● **EXERCISE OBJECTIVE**
What is needed here is every record, retyped without any change.

Records excerpted from a collection
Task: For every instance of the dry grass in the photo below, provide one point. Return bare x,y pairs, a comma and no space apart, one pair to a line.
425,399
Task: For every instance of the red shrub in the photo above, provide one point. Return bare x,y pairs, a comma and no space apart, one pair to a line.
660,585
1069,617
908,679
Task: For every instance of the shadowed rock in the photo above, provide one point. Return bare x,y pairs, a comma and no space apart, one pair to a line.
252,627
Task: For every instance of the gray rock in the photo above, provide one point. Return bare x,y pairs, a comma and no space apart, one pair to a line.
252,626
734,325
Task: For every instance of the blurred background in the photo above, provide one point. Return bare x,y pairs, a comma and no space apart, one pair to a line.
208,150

● **YOUR RESPONSE**
Task: For every instance of the dry grass in the photo below, provide one point. Return bare x,y pairs, a comma and no space apart, one pair to a line.
425,399
Task: For every instance of the red shrub in the photo above, provide one point. Return bare x,y pairs, a comma and no space apart, one pair to a line.
660,585
1069,617
908,679
Task: For every instance of the shadowed rock in the photo above, provide one point. Return bare x,y pairs, a comma and no space apart, one pair to a line.
252,627
Task: For every instance of the gray rock in the photo above, provide one point. Return bare x,y pairs, a comma and no space apart, one pair to a line.
252,626
734,325
Task: For every instance of the blurred background in the photo above, provide one point. Return bare x,y pairs, a comma and no space apart, one pair to a line.
208,150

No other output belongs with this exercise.